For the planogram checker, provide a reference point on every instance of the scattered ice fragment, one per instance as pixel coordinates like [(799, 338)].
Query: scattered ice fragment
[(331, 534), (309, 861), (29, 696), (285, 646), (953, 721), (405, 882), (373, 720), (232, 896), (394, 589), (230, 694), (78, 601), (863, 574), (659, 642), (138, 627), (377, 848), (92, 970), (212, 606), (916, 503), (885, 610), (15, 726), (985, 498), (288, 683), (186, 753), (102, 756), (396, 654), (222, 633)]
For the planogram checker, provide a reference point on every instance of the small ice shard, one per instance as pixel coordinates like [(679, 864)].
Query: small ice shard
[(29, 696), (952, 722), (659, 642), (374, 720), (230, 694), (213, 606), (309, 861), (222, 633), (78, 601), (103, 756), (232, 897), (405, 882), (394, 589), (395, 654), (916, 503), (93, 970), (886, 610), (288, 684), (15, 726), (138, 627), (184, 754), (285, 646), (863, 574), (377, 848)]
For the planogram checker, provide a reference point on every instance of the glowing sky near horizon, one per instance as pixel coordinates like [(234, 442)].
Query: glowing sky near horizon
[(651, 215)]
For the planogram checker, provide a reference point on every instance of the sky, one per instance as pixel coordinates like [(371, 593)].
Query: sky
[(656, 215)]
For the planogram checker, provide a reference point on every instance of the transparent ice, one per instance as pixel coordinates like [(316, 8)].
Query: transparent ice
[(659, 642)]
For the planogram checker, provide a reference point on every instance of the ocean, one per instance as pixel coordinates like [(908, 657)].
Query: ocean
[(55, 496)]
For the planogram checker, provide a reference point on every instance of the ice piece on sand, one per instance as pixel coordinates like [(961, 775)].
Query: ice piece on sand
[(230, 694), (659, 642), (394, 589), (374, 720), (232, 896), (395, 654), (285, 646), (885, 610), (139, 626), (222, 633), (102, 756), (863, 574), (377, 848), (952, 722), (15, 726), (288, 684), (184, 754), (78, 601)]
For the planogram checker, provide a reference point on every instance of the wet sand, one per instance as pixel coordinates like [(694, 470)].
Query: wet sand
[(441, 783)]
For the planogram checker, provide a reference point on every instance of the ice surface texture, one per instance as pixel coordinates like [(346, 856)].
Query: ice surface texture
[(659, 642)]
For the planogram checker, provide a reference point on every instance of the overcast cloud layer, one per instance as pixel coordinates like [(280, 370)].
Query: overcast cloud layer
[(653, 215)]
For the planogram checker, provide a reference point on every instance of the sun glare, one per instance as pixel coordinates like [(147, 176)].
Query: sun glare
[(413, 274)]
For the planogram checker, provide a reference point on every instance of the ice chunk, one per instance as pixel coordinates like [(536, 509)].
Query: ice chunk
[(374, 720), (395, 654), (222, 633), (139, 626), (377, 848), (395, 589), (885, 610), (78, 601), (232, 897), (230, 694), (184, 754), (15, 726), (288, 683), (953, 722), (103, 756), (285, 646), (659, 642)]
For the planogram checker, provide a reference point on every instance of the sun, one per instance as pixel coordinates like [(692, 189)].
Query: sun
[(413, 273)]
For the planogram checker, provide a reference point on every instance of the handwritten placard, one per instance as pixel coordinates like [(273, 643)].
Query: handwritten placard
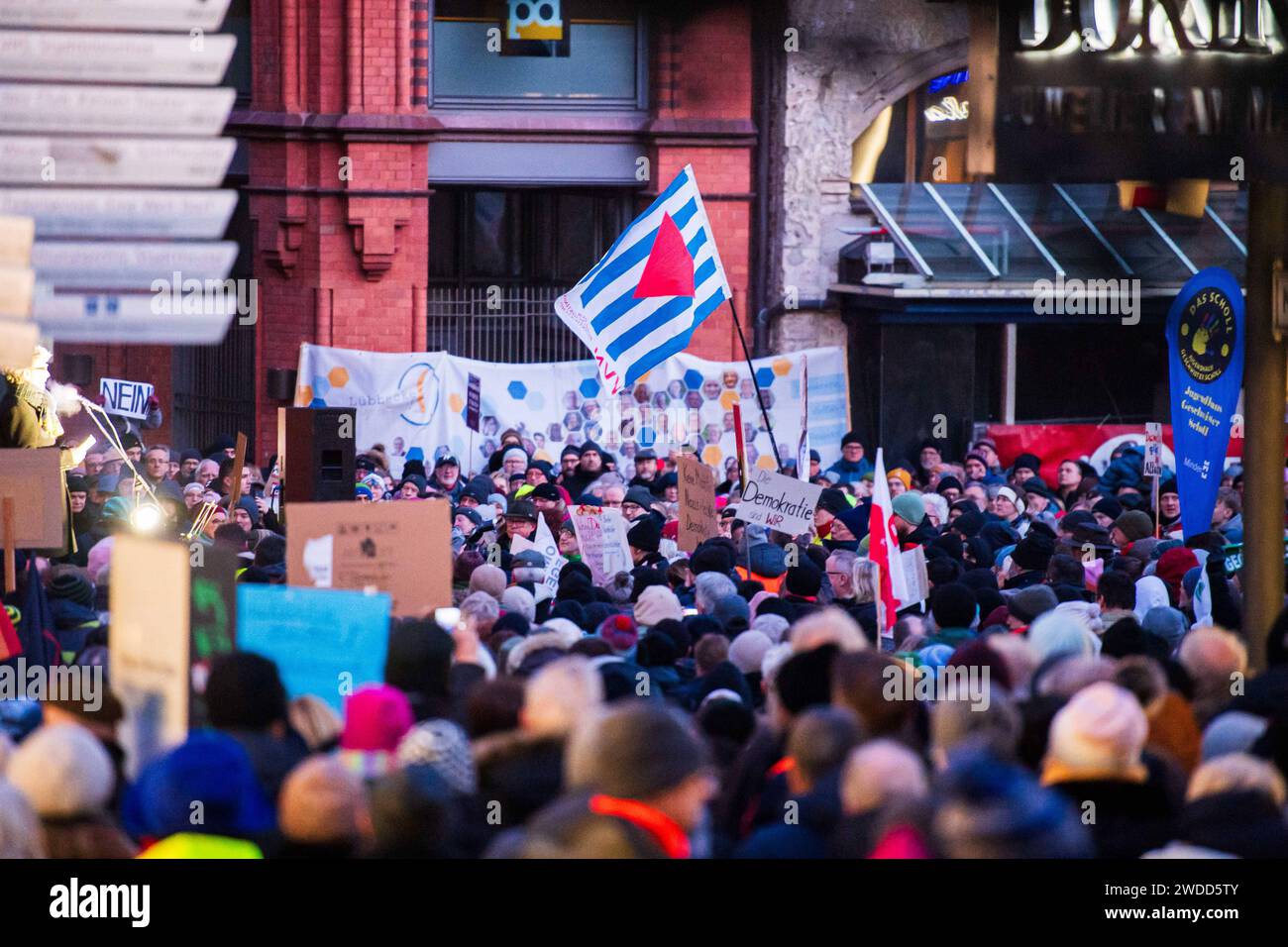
[(697, 502), (601, 539)]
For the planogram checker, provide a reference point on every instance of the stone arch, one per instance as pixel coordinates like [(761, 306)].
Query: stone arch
[(909, 75)]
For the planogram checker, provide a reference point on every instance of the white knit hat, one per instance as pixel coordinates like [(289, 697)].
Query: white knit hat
[(748, 650), (1103, 729), (657, 603), (63, 771)]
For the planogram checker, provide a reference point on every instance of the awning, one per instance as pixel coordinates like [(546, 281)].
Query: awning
[(997, 240)]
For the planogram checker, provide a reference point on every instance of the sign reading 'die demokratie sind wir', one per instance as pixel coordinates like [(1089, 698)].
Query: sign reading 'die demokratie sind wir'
[(780, 502)]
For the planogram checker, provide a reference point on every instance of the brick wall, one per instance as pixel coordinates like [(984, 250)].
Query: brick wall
[(344, 262)]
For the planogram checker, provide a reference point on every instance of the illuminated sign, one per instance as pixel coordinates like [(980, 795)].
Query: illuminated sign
[(949, 108), (1154, 26), (941, 82), (1141, 89), (533, 21)]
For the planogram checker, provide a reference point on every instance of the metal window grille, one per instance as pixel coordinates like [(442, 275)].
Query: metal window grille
[(500, 324)]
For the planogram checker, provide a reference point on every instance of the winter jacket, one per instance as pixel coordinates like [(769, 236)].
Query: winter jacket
[(809, 832), (599, 826)]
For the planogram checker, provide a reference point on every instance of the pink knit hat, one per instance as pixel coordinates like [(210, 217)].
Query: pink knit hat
[(376, 718)]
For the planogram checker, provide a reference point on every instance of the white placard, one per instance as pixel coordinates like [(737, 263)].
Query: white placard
[(116, 161), (76, 264), (1153, 450), (115, 56), (17, 341), (127, 398), (114, 110), (81, 213), (601, 540), (115, 14), (778, 502), (127, 318)]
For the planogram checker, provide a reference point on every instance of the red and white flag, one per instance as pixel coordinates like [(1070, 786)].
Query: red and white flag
[(884, 545)]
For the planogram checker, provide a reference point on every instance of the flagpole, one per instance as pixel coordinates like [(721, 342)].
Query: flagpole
[(760, 401)]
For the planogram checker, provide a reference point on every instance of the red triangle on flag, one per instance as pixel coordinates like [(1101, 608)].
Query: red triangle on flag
[(669, 270)]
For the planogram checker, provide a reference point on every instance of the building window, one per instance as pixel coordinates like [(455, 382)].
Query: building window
[(923, 138), (544, 54), (533, 237)]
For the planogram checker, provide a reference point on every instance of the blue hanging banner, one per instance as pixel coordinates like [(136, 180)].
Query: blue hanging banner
[(1205, 343)]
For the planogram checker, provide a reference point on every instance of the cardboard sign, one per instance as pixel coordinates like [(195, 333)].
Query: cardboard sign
[(697, 502), (473, 401), (914, 575), (211, 616), (400, 548), (149, 642), (778, 502), (601, 539), (18, 341), (325, 643), (127, 398), (1153, 450), (35, 483)]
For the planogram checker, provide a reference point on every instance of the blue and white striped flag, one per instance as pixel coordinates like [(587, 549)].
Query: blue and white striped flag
[(656, 285)]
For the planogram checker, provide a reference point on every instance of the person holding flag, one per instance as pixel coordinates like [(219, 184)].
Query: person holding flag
[(884, 548)]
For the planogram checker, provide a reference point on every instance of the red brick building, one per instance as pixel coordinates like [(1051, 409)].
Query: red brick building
[(406, 184)]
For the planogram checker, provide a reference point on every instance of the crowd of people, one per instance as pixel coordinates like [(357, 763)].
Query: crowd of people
[(742, 699)]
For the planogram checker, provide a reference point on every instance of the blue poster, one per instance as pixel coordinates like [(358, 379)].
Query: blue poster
[(1205, 342), (326, 642)]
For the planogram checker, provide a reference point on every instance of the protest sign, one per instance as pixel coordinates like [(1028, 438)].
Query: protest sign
[(213, 617), (149, 642), (778, 502), (473, 401), (914, 577), (326, 643), (398, 548), (697, 502), (125, 398), (1205, 342), (1153, 450), (33, 510), (803, 442), (601, 539), (35, 483), (545, 543)]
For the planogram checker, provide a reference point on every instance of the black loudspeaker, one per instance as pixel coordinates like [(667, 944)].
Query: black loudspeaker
[(316, 451), (279, 384)]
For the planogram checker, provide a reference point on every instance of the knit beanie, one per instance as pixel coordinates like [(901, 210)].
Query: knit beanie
[(634, 751), (375, 718), (488, 579), (910, 506), (748, 650), (1034, 551), (63, 771), (1134, 525), (442, 746), (619, 631), (71, 583), (645, 535), (321, 802), (519, 599), (1102, 729), (657, 603)]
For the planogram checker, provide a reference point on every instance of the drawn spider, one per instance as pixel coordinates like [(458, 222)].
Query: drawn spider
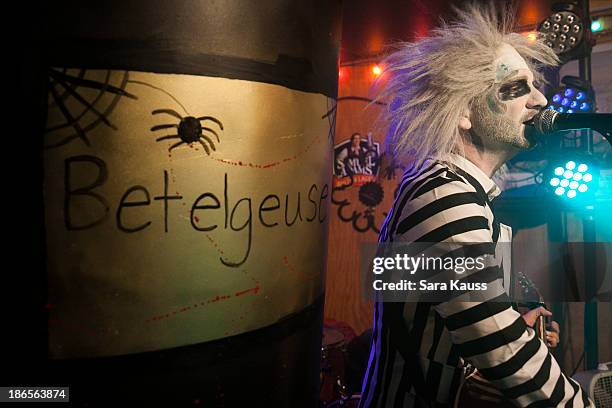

## What the task requires:
Update the lines above by replacing every "planogram checker" with "shelf audit tool" and keeping everything else the same. Leave the pictures out of your answer.

## Complete response:
For the shelf audit tool, provide a reference point on every instance of the scattered ice fragment, one per instance as pixel coordinates like [(799, 338)].
Query: scattered ice fragment
[(331, 534), (309, 861), (29, 696), (285, 646), (953, 721), (405, 882), (373, 720), (232, 896), (394, 589), (230, 694), (78, 601), (863, 574), (659, 642), (138, 627), (377, 848), (92, 970), (212, 606), (916, 503), (885, 610), (15, 726), (985, 498), (288, 683), (186, 753), (102, 756), (396, 654), (222, 633)]
For the shelf audit tool, provide a reference point on every instance of the small ice shard, one per instance as pixel coordinates like [(679, 864)].
Query: small ice shard
[(29, 696), (952, 722), (659, 642), (374, 720), (230, 694), (213, 606), (309, 861), (222, 633), (78, 601), (103, 756), (232, 897), (405, 882), (394, 589), (395, 654), (916, 503), (93, 970), (886, 610), (288, 684), (15, 726), (138, 627), (184, 754), (285, 646), (863, 574), (377, 848)]
For the shelf audit tool, provide a reference point on every instance of the glowing sky near horizon, one per instance as pixel coordinates like [(234, 442)].
Query: glowing sky near horizon
[(651, 215)]
For the shelf audit tool, provide a reference point on every instance of the sky, one per instance as pixel coordinates like [(371, 593)].
Query: sky
[(656, 215)]
For the shelf audit tool, provide a reference point on every instance of the transparent ice, one per instance as pixel coordinates like [(316, 8)].
Query: transparent ice
[(659, 642)]
For the shelf audit tool, provide a reference point on every instance of the ocean, one per instance as pixel coordinates like [(908, 657)].
Query: ocean
[(55, 496)]
For the shelf audit tool, provide a reference point on every instance of the ice piece on sand, one per instance as pixel coordinates like [(961, 775)].
Query: ice piece on sand
[(230, 694), (659, 642), (394, 589), (374, 720), (232, 896), (395, 654), (285, 646), (885, 610), (139, 626), (222, 633), (102, 756), (863, 574), (377, 848), (952, 722), (15, 726), (288, 684), (184, 754), (78, 601)]
For the shelf audit tool, provide a reference point on every instance of the wet sand, one per instance as pixel coordinates like [(694, 470)].
Query: wet sand
[(441, 783)]
For the shelf audit tool, provide a reference point on every instance of the ice surface texture, one per instance as pixel coordinates like [(346, 856)].
Query: ice surface texture
[(659, 642)]
For the shelf audit tool, provide a reference point on every instance of the overcast cloud layer, one per instance as pixel coordinates like [(280, 370)].
Query: overcast cloud layer
[(653, 215)]
For the shelf audit tool, provide a reference point on every instance of the sun glare, one per instance as pixel coordinates like [(147, 176)].
Query: sun glare
[(413, 274)]
For the shelf audit tool, provide a reference point on every instance of the ice chunk, one per instance as pixel coordinates like [(536, 509)].
Query: ice chunk
[(374, 720), (395, 654), (222, 633), (139, 626), (377, 848), (395, 589), (885, 610), (78, 601), (232, 897), (230, 694), (184, 754), (15, 726), (288, 683), (953, 722), (103, 756), (285, 646), (659, 642)]
For the shelf audit tool, provide a reference point on every instance of the sun, one per instance as pixel coordinates like [(692, 189)].
Query: sun
[(413, 273)]
For the shelf audit tool, provide a reference point on every instance of the handwritten placard, one per instance as pixel coordinates like [(273, 643)].
Query: handwritten placard
[(697, 502), (601, 539)]
For the shelf audit tool, provide a reference point on every instance of the stone arch, one per instance as pixel coordinates like [(761, 306)].
Query: stone arch
[(909, 75)]
For the shelf audit tool, provide a reference point on every instance of the white knit hat, one per instance as pixel coordinates like [(289, 697)].
Query: white knit hat
[(748, 650), (1103, 729), (657, 603), (63, 771)]
For the shelf audit tool, provide a reference point on every instance of the awning, one per instance as pixel coordinates like [(546, 281)].
Query: awning
[(997, 240)]
For the shelf audit tool, provide a reference point on every instance of the sign reading 'die demokratie sind wir', one per instance as pixel coordinates like [(1089, 698)].
Query: sign reading 'die demokratie sind wir'
[(780, 502)]
For the shelf audit tool, provide a reference point on every instance of the brick wall, one per instance as pixel coordinates like [(984, 250)].
Query: brick wall
[(344, 262)]
For the shelf audit tool, provide a reference point on every instance of the illuminated sign, one per instance as pixel coordinates like [(980, 795)].
Query: illuminated sign
[(949, 108), (1154, 26), (941, 82), (1141, 89), (533, 21)]
For the shelf audit tool, provide a reference point on every instance of the metal window grille, one per instance as pixel coordinates like [(442, 275)].
Query: metal window grille
[(500, 324)]
For the shelf audit tool, provide a reference point on every instance of the winter jacket, one per instance as pixel coordinates like [(769, 236)].
Query: winter jacket
[(809, 832), (599, 826)]
For the shelf audit tool, provide a reference point on every instance of the pink knit hat, one per instance as pixel coordinates like [(210, 217)].
Query: pink knit hat
[(376, 718)]
For the shelf audit tool, provide a reference point on every instance of the white placard, one per instance as pixel coordinates like [(737, 263)].
Query: white placard
[(116, 161), (76, 264), (1153, 450), (115, 56), (17, 341), (127, 398), (114, 110), (81, 213), (601, 540), (115, 14), (778, 502), (127, 318)]
For the shelf audit tool, provide a reference point on every instance of the red and white flag, one per instance as pixel coordinates like [(1070, 786)].
Query: red and white flag
[(884, 545)]
For the shelf audit tool, provide a reference point on every instance of the flagpole, one per instance as pixel coordinates like [(721, 342)].
Query: flagpole
[(760, 401)]
For the shelf audit tool, provide a reference point on every instance of the red triangle on flag, one per instance as pixel coordinates like [(1101, 608)].
Query: red triangle on flag
[(669, 270)]
For the shelf audit tool, provide a reference point on every instance of the building window, one per instance as pixel coordinates like [(455, 382)].
Query: building window
[(923, 138), (544, 54), (533, 237)]
For the shelf audit tool, provide a reference point on every instance of the blue hanging banner, one per instance as pixel coordinates like [(136, 180)].
Query: blue hanging banner
[(1205, 343)]
For the shelf audit tool, provide a reference point on every instance of the cardboard sign, one per instance as pixel coordinates like [(195, 333)].
Query: cardboard sign
[(697, 502), (473, 401), (914, 575), (211, 616), (400, 548), (149, 642), (778, 502), (601, 539), (18, 341), (325, 643), (127, 398), (1153, 450), (35, 483)]
For the shelf audit tool, provide a reference point on every instance of the blue and white striped flag, one per instance as pixel coordinates like [(587, 549)].
Query: blue and white striped flag
[(656, 285)]
For the shelf audit tool, provide a reference point on every instance of the person holding flag, one per instance as pixel coordinates like [(219, 184)].
Query: person holding flag
[(884, 548)]
For the shelf audit tool, provide a reference point on every instance of the red brick building, one per instance as pixel coordinates like [(1051, 409)].
Query: red brick building
[(406, 184)]
For the shelf audit tool, provide a reference point on every instance of the crowd of people, one per instance as pixel coordinates like [(357, 763)].
Query: crowd of people
[(742, 699)]
For the shelf audit tool, provide a reference point on every instance of the blue poster, one per instance as pixel coordinates like [(358, 379)].
Query: blue poster
[(1205, 342), (326, 642)]
For the shelf audit tool, provide a reference point on every instance of the protest sign, one per instance as pixel coordinates like [(1028, 438)].
Query: protest sign
[(213, 617), (149, 642), (778, 502), (473, 401), (914, 577), (326, 643), (398, 548), (697, 502), (125, 398), (1205, 342), (1153, 450), (33, 510), (803, 442), (601, 539), (35, 483), (545, 543)]
For the shelf audit tool, provide a reference point on every instance of the black loudspeaker, one per instance as pixel coordinates like [(667, 944)].
Query: black loudspeaker
[(316, 451), (279, 384)]
For the shelf audit tool, provide a reference point on every instance of the knit beanie, one per instance as pixel coordinates like [(901, 210)].
Query: knit beanie
[(634, 751), (375, 718), (488, 579), (910, 506), (748, 650), (1034, 551), (63, 771), (1134, 525), (442, 746), (619, 631), (71, 583), (645, 535), (321, 802), (519, 599), (1102, 729), (657, 603)]
For the shelf audit tool, provide a reference point on every instance of the drawn spider, one per instance as pixel coordinates like [(458, 222)].
Query: drawn spider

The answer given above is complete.